# TEXTO APRESENTADO
+--
Os imprudentes pressionam o Senado
É grande a pressão para que o Senado tolere e contribua com o desgoverno de Jair Bolsonaro. Que o compromisso da Casa continue a ser com a Constituição e com o País
Naturalmente, esse papel de prudência e responsabilidade do Senado encontra oposição em quem não deseja prudência, tampouco responsabilidade. Nos últimos dias, governo federal e presidência da Câmara aumentaram o tom das críticas contra o Senado, em descarada tentativa de atribuir à Casa a culpa pelo descumprimento do teto dos gastos, na jogada para viabilizar o aumento do valor do Auxílio Brasil. É grave essa manobra para inverter responsabilidades.
Na segunda-feira passada, o presidente da Câmara, Arthur Lira (PP-AL), explicitou o discurso diversionista. “Eu preferia que o Senado tivesse votado o Imposto de Renda (IR), que nós tivéssemos feito hoje um programa permanente dentro do teto”, disse Lira, referindo-se ao projeto de lei que altera a cobrança do Imposto de Renda. Na semana anterior, o presidente da Câmara já tinha reclamado que o Senado “não quer taxar quem ganha muito e não paga nada”.
O projeto de reforma do IR tem impacto direto sobre a atividade econômica, os investimentos privados e a receita dos três níveis da Federação. É assunto que merece especial cuidado. A tramitação na Câmara foi atabalhoada, para dizer o mínimo. No momento em que foi votado, o texto final do projeto nem sequer era conhecido pelos deputados, que votaram sem saber o que seu voto representava para o Estado e para os cidadãos. Só depois os parlamentares descobriram que a redação aprovada na Câmara significava perda de receita de R$ 21,8 bilhões para a União e de R$ 19,3 bilhões para Estados e municípios.
+--
# TAREFAS ESCRITAS
**A)** Indique se cada afirmação abaixo está de acordo com o texto sobre o Senado, respondendo sim ou não e citando literalmente as palavras do texto que decidem a questão.
(i) Arthur Lira disse que preferia que o Senado tivesse votado o Imposto de Renda.
(ii) Os deputados conheciam o texto final do projeto do IR no momento em que o votaram.
(iii) A redação aprovada na Câmara significava perda de receita de R$ 19,3 bilhões para a União.
**B)** Continue o texto sobre o Senado a partir da última frase apresentada.

# ENTRADAS
+--
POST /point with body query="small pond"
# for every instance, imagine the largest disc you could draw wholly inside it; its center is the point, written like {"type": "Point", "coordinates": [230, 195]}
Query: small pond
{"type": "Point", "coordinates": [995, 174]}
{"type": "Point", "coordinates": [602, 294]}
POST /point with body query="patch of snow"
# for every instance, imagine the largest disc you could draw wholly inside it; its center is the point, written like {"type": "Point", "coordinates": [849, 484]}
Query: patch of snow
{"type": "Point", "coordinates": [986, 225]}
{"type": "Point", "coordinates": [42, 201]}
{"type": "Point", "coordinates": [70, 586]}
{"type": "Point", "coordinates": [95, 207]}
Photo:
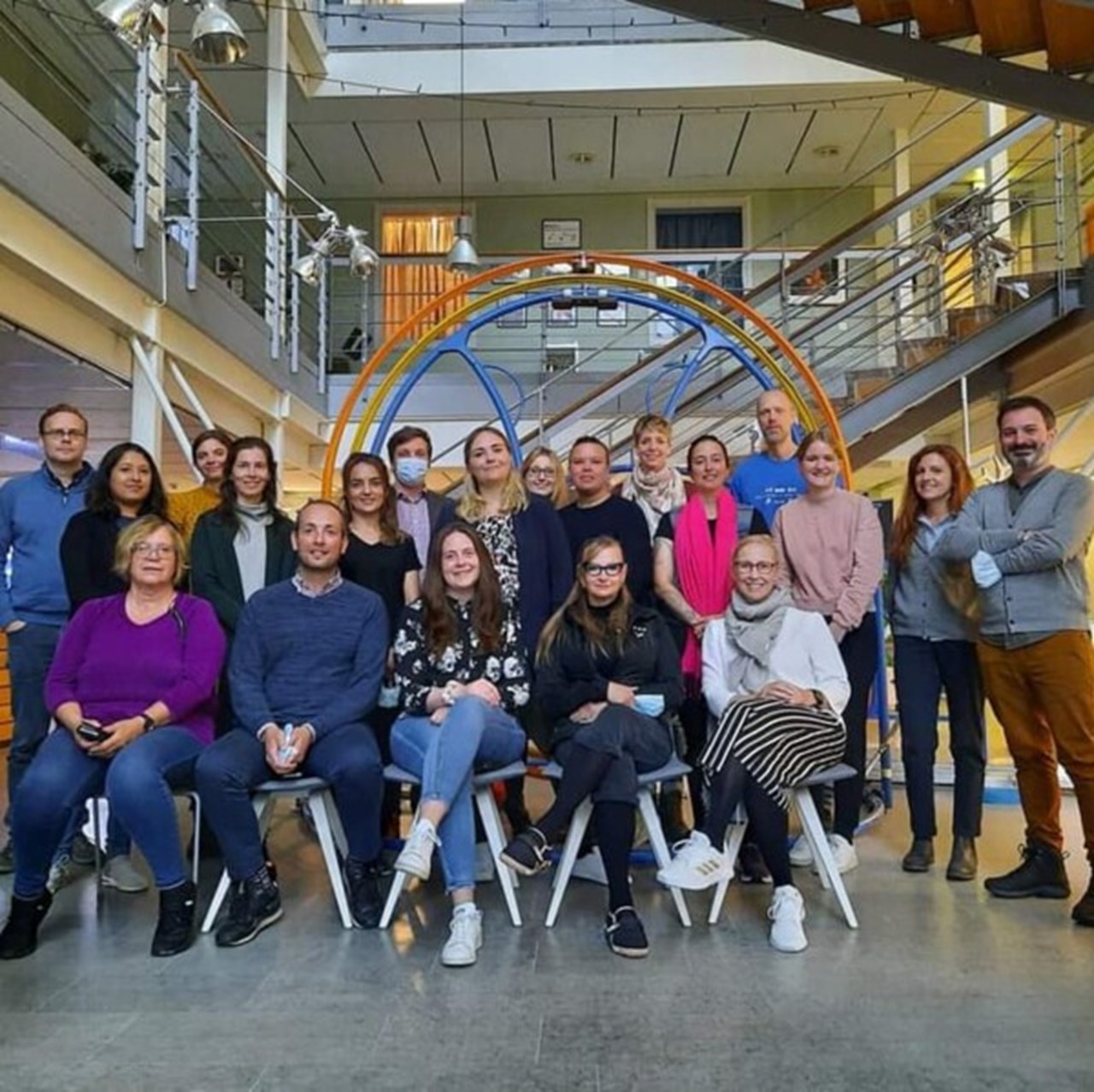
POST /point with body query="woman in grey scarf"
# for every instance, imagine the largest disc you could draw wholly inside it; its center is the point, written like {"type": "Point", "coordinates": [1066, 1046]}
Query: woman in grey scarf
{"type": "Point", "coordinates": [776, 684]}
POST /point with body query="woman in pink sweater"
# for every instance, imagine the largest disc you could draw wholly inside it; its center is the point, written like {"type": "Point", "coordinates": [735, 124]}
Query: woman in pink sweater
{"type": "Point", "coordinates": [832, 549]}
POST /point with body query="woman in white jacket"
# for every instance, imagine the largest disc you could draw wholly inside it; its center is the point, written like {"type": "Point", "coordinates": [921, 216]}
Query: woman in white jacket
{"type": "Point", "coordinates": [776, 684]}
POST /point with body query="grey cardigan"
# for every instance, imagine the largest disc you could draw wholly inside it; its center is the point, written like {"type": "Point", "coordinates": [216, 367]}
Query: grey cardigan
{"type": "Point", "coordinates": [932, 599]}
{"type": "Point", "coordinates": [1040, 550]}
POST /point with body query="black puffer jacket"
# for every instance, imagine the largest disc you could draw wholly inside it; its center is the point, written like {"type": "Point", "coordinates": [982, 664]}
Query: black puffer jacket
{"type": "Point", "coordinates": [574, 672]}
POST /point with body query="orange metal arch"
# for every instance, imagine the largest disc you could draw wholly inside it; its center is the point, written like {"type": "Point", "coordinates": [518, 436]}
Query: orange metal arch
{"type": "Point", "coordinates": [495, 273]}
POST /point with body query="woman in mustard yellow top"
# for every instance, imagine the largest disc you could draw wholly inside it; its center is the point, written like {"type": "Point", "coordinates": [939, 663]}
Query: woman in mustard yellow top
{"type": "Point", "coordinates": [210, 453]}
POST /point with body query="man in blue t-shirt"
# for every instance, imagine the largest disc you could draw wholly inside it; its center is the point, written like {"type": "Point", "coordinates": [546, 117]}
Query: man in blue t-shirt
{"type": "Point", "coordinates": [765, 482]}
+--
# RESPOSTAS ESPERADAS
**A)**
(i) Sim: "“Eu preferia que o Senado tivesse votado o Imposto de Renda (IR)"
(ii) Não: "o texto final do projeto nem sequer era conhecido pelos deputados"
(iii) Não: "perda de receita de R$ 21,8 bilhões para a União e de R$ 19,3 bilhões para Estados e municípios"

**B)**
Não corresponde aos fatos, portanto, dizer que o Senado é o responsável pelo descumprimento do teto dos gastos em razão da não aprovação da reforma do IR. Ora, não votar atropeladamente o texto aprovado pelos deputados é rigorosa manifestação de responsabilidade fiscal. Se tivessem simplesmente chancelado o que veio da Câmara, os senadores teriam complicado ainda mais as finanças públicas.
A tática de responsabilizar o Senado pela atual situação fiscal também foi usada pelo governo federal. No domingo passado, o ministro da Economia, Paulo Guedes, comentou a respeito do presidente do Senado, Rodrigo Pacheco (PSD-MG): “Ele precisa avançar com a reforma (administrativa), ele precisa nos ajudar a fazer as reformas. Ele não pode fazer militância”.
O governo Bolsonaro é esquisito. Não trabalha para aprovar nenhuma reforma. Seu objetivo explícito é apenas prover instrumentos para a reeleição de Jair Bolsonaro. No entanto, quando pressionado sobre suas incongruências, reclama dos outros. O ministro da Economia, que descumpriu desavergonhadamente seu compromisso de respeitar o teto de gastos, tenta agora iludir a população com novos diversionismos. Além de não ser uma reforma administrativa – chamá-la assim é enganoso –, a atual PEC propondo alterações do funcionalismo não alivia as contas públicas de 2022, uma vez que suas propostas atingem apenas novos funcionários.
A especial relevância política do Senado neste ano não se deu por se curvar aos interesses do Palácio do Planalto. Sua contribuição ao País veio precisamente por meio do cumprimento independente de suas atribuições institucionais. Foram vários os episódios de responsabilidade do Senado. Por exemplo, a não votação às pressas da nova legislação eleitoral, a rejeição liminar do pedido de impeachment contra o ministro Alexandre de Moraes e a devolução da MP 1.068/2021, que alterava o Marco Civil da Internet.
É grande a pressão para que o Senado tolere e contribua com o desgoverno de Jair Bolsonaro. Que o compromisso da Casa continue a ser com a Constituição e com o País.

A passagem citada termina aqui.